The data
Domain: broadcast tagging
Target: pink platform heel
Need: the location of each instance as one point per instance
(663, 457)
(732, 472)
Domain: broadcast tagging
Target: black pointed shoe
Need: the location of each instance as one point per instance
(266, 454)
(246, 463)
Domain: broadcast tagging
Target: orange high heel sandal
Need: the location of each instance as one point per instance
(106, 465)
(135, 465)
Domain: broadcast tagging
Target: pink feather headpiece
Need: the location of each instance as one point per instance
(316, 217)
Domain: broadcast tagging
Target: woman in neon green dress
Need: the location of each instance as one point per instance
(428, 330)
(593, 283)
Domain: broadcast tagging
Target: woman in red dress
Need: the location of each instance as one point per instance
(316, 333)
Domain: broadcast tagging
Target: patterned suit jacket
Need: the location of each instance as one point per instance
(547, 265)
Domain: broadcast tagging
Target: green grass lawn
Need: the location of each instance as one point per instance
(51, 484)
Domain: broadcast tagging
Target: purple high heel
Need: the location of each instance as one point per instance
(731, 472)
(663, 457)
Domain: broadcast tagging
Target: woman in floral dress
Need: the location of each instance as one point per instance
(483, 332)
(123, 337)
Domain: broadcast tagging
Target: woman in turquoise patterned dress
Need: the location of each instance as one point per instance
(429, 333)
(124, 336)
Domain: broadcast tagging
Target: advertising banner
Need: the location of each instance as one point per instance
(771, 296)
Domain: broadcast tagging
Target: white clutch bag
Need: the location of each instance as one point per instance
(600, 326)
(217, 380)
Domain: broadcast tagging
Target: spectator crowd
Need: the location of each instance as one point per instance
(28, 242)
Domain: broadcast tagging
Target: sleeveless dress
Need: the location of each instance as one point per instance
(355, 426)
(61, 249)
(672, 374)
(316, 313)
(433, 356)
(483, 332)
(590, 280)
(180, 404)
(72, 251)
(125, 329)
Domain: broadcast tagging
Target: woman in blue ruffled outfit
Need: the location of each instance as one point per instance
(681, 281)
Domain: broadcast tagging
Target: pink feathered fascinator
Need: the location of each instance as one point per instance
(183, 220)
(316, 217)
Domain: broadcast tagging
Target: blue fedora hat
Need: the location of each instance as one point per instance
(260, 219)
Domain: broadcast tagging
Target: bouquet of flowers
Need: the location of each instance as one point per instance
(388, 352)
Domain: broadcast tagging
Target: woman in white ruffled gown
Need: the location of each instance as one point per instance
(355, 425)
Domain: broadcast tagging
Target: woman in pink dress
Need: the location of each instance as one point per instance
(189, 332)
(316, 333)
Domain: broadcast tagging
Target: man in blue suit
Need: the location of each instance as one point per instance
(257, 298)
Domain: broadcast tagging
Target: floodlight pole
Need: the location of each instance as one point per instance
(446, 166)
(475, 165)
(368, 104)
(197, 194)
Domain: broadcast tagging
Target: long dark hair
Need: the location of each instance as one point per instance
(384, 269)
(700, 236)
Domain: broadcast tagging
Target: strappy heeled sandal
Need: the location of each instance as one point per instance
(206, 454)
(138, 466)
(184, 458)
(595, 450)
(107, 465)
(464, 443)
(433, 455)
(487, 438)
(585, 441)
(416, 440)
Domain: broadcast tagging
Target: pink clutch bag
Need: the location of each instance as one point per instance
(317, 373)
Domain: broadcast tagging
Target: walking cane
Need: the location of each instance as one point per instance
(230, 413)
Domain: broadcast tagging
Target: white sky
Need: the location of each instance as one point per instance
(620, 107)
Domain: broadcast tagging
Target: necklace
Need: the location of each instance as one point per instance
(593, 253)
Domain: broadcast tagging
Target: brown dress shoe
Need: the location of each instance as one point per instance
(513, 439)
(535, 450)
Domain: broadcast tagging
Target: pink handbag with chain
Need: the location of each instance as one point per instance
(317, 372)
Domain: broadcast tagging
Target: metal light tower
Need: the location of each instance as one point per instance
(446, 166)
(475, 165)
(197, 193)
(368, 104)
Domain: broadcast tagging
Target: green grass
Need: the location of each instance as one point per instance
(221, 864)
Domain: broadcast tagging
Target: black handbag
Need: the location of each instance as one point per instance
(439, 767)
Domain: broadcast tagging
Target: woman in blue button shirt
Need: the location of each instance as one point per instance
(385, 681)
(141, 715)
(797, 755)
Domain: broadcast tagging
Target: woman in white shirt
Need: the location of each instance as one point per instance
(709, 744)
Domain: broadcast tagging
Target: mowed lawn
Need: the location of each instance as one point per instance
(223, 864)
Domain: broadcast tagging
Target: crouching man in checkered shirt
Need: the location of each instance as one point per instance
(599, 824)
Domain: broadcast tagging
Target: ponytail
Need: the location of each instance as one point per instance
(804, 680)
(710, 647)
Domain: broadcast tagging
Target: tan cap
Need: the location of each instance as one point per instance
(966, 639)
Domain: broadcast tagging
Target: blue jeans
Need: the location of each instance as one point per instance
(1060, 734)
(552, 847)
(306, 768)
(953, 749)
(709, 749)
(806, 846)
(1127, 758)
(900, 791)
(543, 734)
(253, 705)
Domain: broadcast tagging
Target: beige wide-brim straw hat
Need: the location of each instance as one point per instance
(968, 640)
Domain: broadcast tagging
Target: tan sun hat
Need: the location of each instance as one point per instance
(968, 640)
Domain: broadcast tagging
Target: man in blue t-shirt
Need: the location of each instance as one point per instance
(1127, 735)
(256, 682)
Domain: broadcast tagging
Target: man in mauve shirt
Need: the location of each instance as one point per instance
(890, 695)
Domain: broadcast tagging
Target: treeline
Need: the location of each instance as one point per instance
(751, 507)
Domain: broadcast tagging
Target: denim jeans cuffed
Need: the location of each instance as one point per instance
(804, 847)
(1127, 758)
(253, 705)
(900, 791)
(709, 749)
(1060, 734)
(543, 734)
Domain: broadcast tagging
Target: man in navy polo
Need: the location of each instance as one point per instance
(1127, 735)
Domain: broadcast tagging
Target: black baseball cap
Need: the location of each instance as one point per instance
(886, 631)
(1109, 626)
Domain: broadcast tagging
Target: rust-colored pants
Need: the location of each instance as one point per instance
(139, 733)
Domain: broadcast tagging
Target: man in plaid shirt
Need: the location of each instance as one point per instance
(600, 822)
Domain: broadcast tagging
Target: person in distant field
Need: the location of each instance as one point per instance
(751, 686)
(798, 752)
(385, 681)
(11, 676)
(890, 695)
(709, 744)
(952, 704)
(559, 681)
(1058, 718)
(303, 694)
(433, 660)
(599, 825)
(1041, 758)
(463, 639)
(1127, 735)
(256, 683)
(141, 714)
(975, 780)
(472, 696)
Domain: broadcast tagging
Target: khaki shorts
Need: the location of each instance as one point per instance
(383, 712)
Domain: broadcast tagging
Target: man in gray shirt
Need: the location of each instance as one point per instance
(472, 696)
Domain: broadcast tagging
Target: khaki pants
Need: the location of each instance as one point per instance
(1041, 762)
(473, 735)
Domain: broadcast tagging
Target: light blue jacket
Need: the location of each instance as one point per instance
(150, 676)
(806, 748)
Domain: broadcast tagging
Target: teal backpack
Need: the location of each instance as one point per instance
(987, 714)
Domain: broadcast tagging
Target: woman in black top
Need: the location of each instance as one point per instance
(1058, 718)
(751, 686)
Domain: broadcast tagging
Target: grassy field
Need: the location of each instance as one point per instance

Exercise directions
Exactly as shown above, copy out the material.

Expected answer
Domain: broadcast tagging
Target: pink platform heel
Need: the location of each instance as one point per instance
(663, 457)
(732, 472)
Domain: broadcast tagging
Target: black pointed shoe
Need: the location of each instance as one point per instance
(266, 454)
(246, 463)
Domain: broadcast tagging
Target: orange high heel sandal
Need: the location of each instance as one point per instance
(106, 465)
(135, 465)
Domain: broadcast tagging
Target: pink feather headpiece
Need: the location of each instance as one point per instance
(316, 217)
Domain: broadcast tagging
Target: woman in neon green dress
Need: the location of each instance as one point per instance
(428, 330)
(593, 283)
Domain: broadcast tagging
Target: woman in red dress
Need: the location of each instance as one point per instance
(316, 333)
Domain: broadcast tagging
Target: patterned suit jacket
Need: the location of each instance as one point per instance
(547, 265)
Domain: broadcast tagging
Target: green grass lawn
Need: the location of each instance as one point per instance
(51, 484)
Domain: broadcast tagging
Target: purple high heel
Need: the location of each instance as one point per instance
(731, 472)
(663, 457)
Domain: broadcast tagging
Target: woman in floral dress
Need: the location of each instance as one point per instance
(483, 332)
(123, 337)
Domain: broadcast tagging
Target: woman in turquoise patterned dress
Need: the location of each instance as one point per instance
(429, 333)
(124, 336)
Domain: broadcast tagging
Target: advertising banner
Need: the location of each instance as one point per instance
(771, 296)
Domain: broadcast tagging
Target: white clutch bag
Need: the location of each instance as one point per instance
(600, 326)
(217, 380)
Domain: broadcast tagging
Target: spectator crowd
Need: the location of each instance as one point per instance
(28, 242)
Domain: broadcast tagging
Target: sleeveless dress
Need: the location of each instance as one point per instance
(355, 426)
(61, 249)
(672, 374)
(316, 313)
(433, 356)
(483, 332)
(590, 280)
(180, 404)
(72, 251)
(125, 329)
Domain: broadcast tagging
Target: woman in blue ruffled outfit
Need: the location of each instance as one point per instance
(681, 281)
Domain: broadcast tagging
Target: pink feathered fascinator
Need: the location of each instance as one point per instance
(183, 220)
(316, 217)
Domain: broadcast tagging
Target: blue fedora hat
Need: the location of each instance as one point per instance
(260, 219)
Domain: broadcast tagging
Target: bouquet of flowers
Need: the location of each instance as one point per instance
(388, 352)
Domain: broadcast tagging
Target: woman in white ruffled gown
Need: the location of each instance as one point per instance
(355, 425)
Domain: broadcast tagging
Target: woman in pink dress
Need: the location of each instance as one point per instance
(189, 332)
(316, 333)
Domain: broadcast tagging
Target: man in blue suit
Need: the location of each instance as one point per instance
(257, 298)
Domain: broadcast tagging
Target: floodlight pole
Need: the location of each instance as one point per instance
(446, 166)
(475, 165)
(368, 104)
(197, 194)
Domain: broadcast tagging
Target: long dark hair
Need: the location of each instance as one point per instance
(384, 269)
(700, 236)
Domain: broadcast tagging
Target: strappy heeled sandal
Need: the location of each instance as one point per instance
(206, 454)
(138, 466)
(184, 458)
(595, 450)
(107, 465)
(464, 443)
(433, 455)
(487, 438)
(585, 441)
(416, 440)
Domain: broadcast tagging
Target: pink clutch bag
Need: the location of each instance as one point per instance
(317, 373)
Domain: broadcast tagging
Target: walking cane
Need: the location of each instance as one point per instance
(230, 413)
Domain: broadcast tagging
Target: white sky
Need: the location of each instance as one point per instance
(620, 107)
Domain: broadcast tagging
Target: necklace
Need: the location of each instance as one point per instance
(593, 253)
Domain: broadcast tagging
Target: brown dress shoe
Need: the location of each instance as one point per instance
(513, 439)
(535, 450)
Domain: broadcast tagging
Target: pink handbag with chain
Need: the location of each instance as one point per instance
(317, 372)
Domain: broadcast tagging
Target: metal light tower
Need: the location of each instance as one point per instance
(446, 166)
(475, 165)
(197, 193)
(368, 104)
Domain: broadcast tagging
Target: green grass
Need: the location of each instance as one point per instance
(221, 864)
Domain: broadcast tagging
Target: black handbag
Need: the location of each instance as one point per instance
(439, 767)
Domain: broadcast tagging
Target: woman in blue button shirt
Need: the location of each instance as one point per instance
(385, 681)
(141, 715)
(797, 755)
Domain: broadcast tagging
Target: woman in white shirt
Need: the location of each instance as one point per instance
(709, 744)
Domain: broadcast tagging
Target: mowed lawn
Need: the location of each instance as one point per instance
(223, 864)
Domain: broadcast tagging
Target: crouching man in checkered shirt
Need: the location of each instance as one point per instance
(599, 824)
Domain: broadcast tagging
Target: ponytail
Need: the location of each instance as one point per instance
(804, 680)
(710, 647)
Domain: broadcast tagging
Target: tan cap
Need: the location of each instance as one point per instance
(966, 639)
Domain: broadcast tagging
Target: blue jeans
Need: the location of each instance as one point per instance
(1060, 734)
(552, 847)
(306, 768)
(953, 749)
(709, 749)
(806, 846)
(1127, 758)
(900, 791)
(543, 734)
(253, 705)
Domain: broadcast tagging
Target: beige wide-brim straw hat
Need: the location of each instance as one point per instance
(968, 640)
Domain: broadcast tagging
Target: tan sun hat
Need: the location of each instance as one point per instance
(968, 640)
Domain: broadcast tagging
Target: man in blue t-shirt
Need: the location of each instance as one point per instance
(1127, 735)
(256, 682)
Domain: broadcast tagging
Target: man in mauve shirt
Need: the location of each instance as one point per instance
(890, 695)
Domain: broadcast tagging
Target: treeline
Need: the location of each instance as one point per instance
(751, 507)
Domain: broadcast tagging
Target: denim jeans cuffed
Need: the location of each instance as one point per instance
(804, 847)
(1127, 758)
(253, 705)
(900, 791)
(709, 749)
(1060, 734)
(543, 734)
Domain: broadcast tagging
Target: man in navy polo
Need: the location of each instance as one point per instance
(1127, 735)
Domain: broadcast tagging
Target: black baseball cap
Need: the location of each instance as one point per instance
(886, 631)
(1109, 626)
Domain: broadcast tagging
Target: rust-colored pants
Need: the location of each instance as one point per instance
(139, 733)
Domain: broadcast tagging
Target: man in plaid shirt
Need: the location of each instance as one point per instance
(600, 822)
Domain: broadcast tagging
Target: person in distant field
Need: the location of each instance as one point per instance
(751, 686)
(798, 752)
(385, 681)
(11, 676)
(890, 695)
(709, 744)
(952, 704)
(559, 681)
(1058, 718)
(303, 694)
(433, 660)
(599, 825)
(1041, 758)
(463, 639)
(1127, 735)
(256, 683)
(141, 714)
(975, 780)
(472, 696)
Domain: broadcast tagging
Target: khaki shorts
Need: the location of each instance as one point per instance
(383, 712)
Domain: broadcast tagging
Target: man in gray shirt
Need: the location of each instance as one point per instance
(472, 696)
Domain: broadcast tagging
Target: khaki pants
Need: the location of each instance as one point per instance
(1041, 762)
(473, 735)
Domain: broadcast tagging
Target: light blue jacket
Need: the location of each instance as one point per instance
(150, 676)
(806, 748)
Domain: broadcast tagging
Target: teal backpack
Need: the location of each instance as one point per instance
(987, 714)
Domain: broadcast tagging
Target: woman in black top
Need: the location of each instance as one point per instance
(1058, 718)
(751, 686)
Domain: broadcast tagging
Target: grassy field
Need: the location of each instance as one point per instance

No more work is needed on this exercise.